INFORMATION -
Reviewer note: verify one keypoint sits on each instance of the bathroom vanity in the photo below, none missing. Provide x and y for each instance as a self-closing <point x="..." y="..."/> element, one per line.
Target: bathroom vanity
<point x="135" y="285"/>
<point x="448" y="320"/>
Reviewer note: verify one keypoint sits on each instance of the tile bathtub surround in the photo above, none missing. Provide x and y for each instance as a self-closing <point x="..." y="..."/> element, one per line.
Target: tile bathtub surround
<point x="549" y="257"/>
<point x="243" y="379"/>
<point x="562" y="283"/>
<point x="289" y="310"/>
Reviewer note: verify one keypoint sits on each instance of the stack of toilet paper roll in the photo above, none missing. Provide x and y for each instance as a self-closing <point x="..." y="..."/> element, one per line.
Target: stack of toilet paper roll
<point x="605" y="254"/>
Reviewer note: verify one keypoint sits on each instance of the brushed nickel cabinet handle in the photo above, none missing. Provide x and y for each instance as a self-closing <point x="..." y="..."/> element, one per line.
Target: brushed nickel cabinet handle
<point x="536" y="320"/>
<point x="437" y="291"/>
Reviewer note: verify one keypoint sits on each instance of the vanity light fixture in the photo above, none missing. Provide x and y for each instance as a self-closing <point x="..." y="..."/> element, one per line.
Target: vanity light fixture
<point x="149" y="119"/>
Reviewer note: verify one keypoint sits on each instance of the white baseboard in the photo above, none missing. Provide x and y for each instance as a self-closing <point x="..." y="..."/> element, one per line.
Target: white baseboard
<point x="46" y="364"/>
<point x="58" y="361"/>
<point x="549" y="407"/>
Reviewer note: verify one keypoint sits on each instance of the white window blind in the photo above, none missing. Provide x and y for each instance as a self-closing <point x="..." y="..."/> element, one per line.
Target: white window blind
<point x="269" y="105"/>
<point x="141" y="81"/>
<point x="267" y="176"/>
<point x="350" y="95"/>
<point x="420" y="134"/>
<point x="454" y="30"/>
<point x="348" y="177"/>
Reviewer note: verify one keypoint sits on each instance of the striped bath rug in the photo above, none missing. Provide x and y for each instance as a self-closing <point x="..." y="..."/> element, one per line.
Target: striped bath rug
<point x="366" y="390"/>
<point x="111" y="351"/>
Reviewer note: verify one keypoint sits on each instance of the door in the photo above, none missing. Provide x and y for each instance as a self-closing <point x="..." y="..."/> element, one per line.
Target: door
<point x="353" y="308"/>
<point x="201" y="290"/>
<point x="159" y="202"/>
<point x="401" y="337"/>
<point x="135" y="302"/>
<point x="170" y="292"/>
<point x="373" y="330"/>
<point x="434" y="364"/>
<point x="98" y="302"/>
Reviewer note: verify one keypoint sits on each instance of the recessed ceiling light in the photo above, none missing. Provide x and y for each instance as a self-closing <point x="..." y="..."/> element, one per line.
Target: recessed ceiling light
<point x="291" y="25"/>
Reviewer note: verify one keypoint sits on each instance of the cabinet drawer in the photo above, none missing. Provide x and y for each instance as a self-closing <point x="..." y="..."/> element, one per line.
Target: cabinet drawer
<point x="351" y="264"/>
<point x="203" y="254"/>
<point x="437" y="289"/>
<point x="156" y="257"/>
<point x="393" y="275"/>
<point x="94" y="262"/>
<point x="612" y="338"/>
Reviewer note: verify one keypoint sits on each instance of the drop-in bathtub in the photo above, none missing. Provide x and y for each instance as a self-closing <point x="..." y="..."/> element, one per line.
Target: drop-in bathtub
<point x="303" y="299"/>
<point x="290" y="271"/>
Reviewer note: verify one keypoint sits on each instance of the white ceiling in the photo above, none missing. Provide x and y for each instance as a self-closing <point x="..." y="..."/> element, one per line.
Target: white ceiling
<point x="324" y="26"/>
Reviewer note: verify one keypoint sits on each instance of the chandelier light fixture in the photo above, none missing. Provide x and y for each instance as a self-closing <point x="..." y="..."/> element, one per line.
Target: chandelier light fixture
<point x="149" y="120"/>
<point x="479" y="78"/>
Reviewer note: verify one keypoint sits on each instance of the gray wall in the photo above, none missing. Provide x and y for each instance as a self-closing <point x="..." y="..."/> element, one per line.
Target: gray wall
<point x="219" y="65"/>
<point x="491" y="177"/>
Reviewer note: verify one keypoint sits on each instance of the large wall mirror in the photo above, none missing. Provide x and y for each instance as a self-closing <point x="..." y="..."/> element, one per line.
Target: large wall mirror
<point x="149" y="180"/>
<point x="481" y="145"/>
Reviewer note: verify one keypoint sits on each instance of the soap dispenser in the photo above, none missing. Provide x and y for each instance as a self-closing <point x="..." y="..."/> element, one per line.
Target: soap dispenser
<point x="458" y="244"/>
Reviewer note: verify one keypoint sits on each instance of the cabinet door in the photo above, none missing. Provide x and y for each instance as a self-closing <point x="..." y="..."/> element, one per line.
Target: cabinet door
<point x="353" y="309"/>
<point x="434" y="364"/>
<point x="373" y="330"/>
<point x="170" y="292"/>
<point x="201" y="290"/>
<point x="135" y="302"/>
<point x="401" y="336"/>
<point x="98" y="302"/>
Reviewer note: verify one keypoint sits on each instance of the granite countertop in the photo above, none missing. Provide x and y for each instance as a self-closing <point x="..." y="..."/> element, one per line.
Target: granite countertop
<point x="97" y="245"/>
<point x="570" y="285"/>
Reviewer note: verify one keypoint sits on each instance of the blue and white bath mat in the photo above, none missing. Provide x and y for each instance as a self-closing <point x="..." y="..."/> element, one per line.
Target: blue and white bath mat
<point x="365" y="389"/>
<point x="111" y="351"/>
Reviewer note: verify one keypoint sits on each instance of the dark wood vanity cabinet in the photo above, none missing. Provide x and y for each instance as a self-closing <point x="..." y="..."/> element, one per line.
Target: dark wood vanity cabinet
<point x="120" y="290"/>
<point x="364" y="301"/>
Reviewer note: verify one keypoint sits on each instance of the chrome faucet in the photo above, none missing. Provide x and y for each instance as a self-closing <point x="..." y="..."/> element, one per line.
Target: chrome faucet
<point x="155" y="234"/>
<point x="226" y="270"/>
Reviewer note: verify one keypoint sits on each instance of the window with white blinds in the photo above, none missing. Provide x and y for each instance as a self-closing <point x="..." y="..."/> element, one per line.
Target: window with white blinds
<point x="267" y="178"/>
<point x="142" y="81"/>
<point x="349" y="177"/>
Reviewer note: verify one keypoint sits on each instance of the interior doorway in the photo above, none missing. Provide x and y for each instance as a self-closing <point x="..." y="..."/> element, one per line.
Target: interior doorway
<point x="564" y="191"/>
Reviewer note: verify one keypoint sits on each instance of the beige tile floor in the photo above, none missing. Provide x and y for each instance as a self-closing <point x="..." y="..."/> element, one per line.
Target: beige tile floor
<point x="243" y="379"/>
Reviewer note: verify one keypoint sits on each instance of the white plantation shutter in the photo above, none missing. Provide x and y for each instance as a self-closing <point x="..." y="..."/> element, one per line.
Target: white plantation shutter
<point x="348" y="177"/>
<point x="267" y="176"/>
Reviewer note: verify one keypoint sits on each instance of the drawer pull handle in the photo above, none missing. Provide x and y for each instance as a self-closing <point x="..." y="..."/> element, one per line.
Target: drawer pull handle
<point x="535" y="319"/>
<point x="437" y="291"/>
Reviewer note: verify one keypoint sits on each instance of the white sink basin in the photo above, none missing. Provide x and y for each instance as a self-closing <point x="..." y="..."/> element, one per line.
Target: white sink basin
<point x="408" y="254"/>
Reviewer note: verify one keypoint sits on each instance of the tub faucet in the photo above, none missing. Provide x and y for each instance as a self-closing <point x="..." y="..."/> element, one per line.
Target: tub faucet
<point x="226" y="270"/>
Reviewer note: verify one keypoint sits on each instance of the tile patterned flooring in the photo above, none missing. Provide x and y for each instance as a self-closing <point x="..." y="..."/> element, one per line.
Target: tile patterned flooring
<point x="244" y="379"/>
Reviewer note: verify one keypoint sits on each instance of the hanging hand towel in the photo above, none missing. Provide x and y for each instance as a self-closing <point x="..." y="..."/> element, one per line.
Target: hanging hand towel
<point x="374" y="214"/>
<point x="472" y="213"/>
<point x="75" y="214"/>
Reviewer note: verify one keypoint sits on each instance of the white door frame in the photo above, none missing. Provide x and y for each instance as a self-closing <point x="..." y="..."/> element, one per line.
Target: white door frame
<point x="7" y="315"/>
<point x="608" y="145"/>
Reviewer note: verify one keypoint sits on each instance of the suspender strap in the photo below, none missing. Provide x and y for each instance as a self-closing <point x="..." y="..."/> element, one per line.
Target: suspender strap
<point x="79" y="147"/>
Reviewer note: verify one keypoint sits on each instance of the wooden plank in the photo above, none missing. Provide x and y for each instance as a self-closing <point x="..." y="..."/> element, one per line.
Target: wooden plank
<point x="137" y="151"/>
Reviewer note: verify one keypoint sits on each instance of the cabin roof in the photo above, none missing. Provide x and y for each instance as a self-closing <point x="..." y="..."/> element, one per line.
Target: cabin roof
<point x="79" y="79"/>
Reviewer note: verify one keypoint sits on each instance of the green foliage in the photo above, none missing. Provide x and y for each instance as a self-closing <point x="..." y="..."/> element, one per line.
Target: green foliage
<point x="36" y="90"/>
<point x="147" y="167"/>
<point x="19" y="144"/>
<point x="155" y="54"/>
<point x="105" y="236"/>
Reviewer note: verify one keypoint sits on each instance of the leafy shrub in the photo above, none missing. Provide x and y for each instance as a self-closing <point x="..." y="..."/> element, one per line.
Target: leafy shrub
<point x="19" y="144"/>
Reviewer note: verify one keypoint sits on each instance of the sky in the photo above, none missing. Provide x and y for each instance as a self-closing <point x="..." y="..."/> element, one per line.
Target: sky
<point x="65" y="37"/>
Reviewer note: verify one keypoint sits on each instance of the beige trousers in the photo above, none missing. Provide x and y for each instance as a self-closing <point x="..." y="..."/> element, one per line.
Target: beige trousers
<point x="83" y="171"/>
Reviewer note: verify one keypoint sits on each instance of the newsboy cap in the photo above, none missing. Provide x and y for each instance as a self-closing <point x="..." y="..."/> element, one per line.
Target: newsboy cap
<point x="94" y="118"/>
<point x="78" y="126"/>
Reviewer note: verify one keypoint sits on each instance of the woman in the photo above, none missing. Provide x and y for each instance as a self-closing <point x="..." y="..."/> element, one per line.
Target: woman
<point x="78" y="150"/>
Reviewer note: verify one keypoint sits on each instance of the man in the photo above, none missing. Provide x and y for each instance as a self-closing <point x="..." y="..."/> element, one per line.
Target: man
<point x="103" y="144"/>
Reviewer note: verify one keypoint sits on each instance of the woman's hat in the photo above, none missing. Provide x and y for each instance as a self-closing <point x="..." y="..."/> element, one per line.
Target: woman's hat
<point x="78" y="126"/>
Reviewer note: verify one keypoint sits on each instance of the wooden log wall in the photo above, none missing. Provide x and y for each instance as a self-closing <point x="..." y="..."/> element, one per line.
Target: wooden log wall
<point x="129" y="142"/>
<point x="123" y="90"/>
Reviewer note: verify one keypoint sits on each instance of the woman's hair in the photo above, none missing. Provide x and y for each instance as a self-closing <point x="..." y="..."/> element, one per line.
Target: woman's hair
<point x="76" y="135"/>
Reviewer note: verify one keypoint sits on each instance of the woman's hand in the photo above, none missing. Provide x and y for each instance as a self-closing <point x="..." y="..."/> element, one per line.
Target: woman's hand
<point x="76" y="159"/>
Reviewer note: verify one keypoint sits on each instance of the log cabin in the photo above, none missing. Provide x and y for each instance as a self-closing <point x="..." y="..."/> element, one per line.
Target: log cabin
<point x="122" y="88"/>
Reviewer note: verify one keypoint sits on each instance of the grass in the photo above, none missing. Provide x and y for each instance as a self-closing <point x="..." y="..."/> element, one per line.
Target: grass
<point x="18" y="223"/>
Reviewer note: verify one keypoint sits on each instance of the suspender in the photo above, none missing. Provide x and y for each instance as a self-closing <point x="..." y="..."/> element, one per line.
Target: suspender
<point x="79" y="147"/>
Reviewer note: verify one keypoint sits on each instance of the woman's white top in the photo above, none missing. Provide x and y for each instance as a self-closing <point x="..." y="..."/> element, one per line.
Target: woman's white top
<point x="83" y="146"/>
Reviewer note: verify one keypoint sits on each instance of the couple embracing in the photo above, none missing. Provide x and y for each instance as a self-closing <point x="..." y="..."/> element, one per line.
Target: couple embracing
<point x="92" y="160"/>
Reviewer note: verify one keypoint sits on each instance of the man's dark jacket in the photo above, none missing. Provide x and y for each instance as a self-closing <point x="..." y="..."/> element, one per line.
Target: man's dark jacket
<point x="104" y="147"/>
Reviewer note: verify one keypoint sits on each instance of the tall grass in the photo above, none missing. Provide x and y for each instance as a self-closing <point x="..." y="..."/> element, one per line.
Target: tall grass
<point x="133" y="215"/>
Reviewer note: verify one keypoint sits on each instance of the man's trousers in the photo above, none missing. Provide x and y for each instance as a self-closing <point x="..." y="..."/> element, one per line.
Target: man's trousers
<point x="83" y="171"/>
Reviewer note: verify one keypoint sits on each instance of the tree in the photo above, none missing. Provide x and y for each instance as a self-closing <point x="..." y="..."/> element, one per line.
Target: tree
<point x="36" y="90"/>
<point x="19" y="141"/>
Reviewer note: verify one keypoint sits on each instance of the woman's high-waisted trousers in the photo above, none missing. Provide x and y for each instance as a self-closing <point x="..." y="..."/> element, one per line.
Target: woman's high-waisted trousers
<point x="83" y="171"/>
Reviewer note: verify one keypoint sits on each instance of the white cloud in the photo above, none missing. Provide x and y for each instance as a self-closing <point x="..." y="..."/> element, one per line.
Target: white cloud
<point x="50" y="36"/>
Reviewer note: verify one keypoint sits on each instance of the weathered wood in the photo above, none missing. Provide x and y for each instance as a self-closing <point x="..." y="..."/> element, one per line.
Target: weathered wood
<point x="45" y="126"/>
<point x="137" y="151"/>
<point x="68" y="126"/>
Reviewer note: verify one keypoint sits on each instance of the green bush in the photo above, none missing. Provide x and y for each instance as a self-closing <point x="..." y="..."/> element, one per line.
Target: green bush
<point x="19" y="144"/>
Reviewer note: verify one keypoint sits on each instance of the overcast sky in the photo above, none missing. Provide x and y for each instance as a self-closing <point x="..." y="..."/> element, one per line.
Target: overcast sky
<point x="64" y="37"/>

EXERCISE INSTRUCTIONS - Above are the records; from them, give again exactly the lines from the one containing "of the chrome" to the one containing "the beige tile", both lines included, and nothing more.

RESPONSE TO THIS TASK -
Reviewer note: verify one keypoint sits on each instance of the chrome faucet in the photo above, none missing. Provide x and y for each instance as a self-closing <point x="..." y="..."/> element, one per line.
Target: chrome faucet
<point x="155" y="234"/>
<point x="226" y="270"/>
Reviewer note: verify one keypoint sits on each instance of the window with white blinds in the photo above, none missing. Provide x and y for each instance as a self-closing <point x="..." y="..."/> element, one per line.
Target: window with white blinds
<point x="267" y="178"/>
<point x="142" y="81"/>
<point x="349" y="177"/>
Reviewer note: verify one keypoint sits on each instance of the interior doorway in the photo above, none missing. Provide x and y for each instance as a self-closing <point x="..." y="..."/> element, one per line.
Target: interior doorway
<point x="564" y="191"/>
Reviewer note: verify one keypoint sits on each instance of the beige tile floor in the photo above, none missing. Provide x and y for each instance as a self-closing <point x="..." y="..."/> element, one per line.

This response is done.